___ Teks

Padang, Sinyalgonews.com,— AKHIR 1960-an sampai awal 1970-an, dalam kehidupan generasi muda di kota-kota besar Indonesia, termasuk di Sumatera Barat, khususnya Bukittinggi dan Padang, muncul 2 (dua) trend:

1). Munculnya berbagai perguruan beladiri asing, terutama dari Jepang seperti karate dan judo.
2). Maraknya geng anak-anak muda yang perbuatannya sering destruktif seperti judi, minuman keras, dan perkelahian berkelompok.
Perkembangan itu menimbulkan kehawatiran atas dua hal pula;
1). Generasi muda berbondong-bondong mempelajari beladiri asing, serta melupakan pencak silat sebagai beladiri warisan leluhur bangsa sendiri.
2). Akan ada kelompok generasi muda yang bisa kehilangan arah, karena makin dalam terlibat dalam judi, minuman keras, dan perkelahian antargeng.
Saat bersekolah di STM (tahun 1964 – 1967) Makmur Hendrik melatih judo beberapa siswa STM. Judo beliau pelajari saat bersekolah di ST Negeri Pekanbaru. Saat itu judo baru masuk ke Indonesia.
Saat bersekolah di STM itu pula beliau belajar Silek Tuo dari Bp. Bustamam Sutan Makmur asal Lawang, Matur, Sumatera Barat. Beliau adalah ayah Syofyani Yushaf, koreografer tari terkenal Sumatera Barat.

______
___ Bagian Data

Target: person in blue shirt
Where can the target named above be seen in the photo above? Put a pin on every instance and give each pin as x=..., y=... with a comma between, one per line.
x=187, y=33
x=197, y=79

______

Daftar Tugas:
(1) Apakah setiap pernyataan berikut sesuai dengan teks pencak silat di atas? Jawab ya atau tidak untuk masing-masing, lalu kutip persis kata-kata teks yang menentukannya.
(a) Makmur Hendrik mempelajari judo ketika bersekolah di ST Negeri Pekanbaru.
(b) Makmur Hendrik bersekolah di STM dari tahun 1960 sampai 1964.
(c) Bustamam Sutan Makmur berasal dari Pekanbaru.
(2) Sambunglah teks pencak silat di atas, dimulai sesudah kalimat terakhirnya.

Jawaban Berurutan:
(1)
(a) Ya: "Judo beliau pelajari saat bersekolah di ST Negeri Pekanbaru."
(b) Tidak: "Saat bersekolah di STM (tahun 1964 – 1967)"
(c) Tidak: "Bp. Bustamam Sutan Makmur asal Lawang, Matur, Sumatera Barat"

(2)
Tahun 1970 Makmur Hendrik pindah kuliah ke Fakultas Keguruan Teknik IKIP Padang (kelak menjadi UNP). Saat itulah di kota Padang bermunculan belasan perguruan karate dan satu dua perguruan silat. Namun yang luar biasa peminatnya adalah karate seperti Inkai, Kyokusinkai, Gokasi, Black Panther, dan lain-lain. Sebagai seorang murid silat beliau merasa heran melihat anak muda berbondong-bondong masuk perguruan karate.
Di bumi Minang yang terkenal dengan puluhan aliran silatnya, anak-anak muda justru belajar beladiri asing. Silat dianggap sebagai beladiri kuno. Makmur Hendrik berpendapat, paling tidak ada empat sebab mengapa anak-anak muda lebih suka belajar bela diri asing ketimbang silat:
1.Metode dan sistem yang dipakai guru silat untuk mengajar anak sasiannya dianggap ‘kuno’. Karena serang bela (pukul, tendang, elak, tangkis, banting dan jatuh) dalam silat tidak diurai dan tidak terukur sebagaimana halnya karate dan judo, maka belajar silat tidak bisa secara massal, seperti karate atau judo. Dalam karate, 100 atau 1.000 orang murid bisa membentuk barisan, dan dengan sebuah komando mereka melakukan latihan menendang atau memukul atau menangkis. Dalam silat metode ini belum pernah ada.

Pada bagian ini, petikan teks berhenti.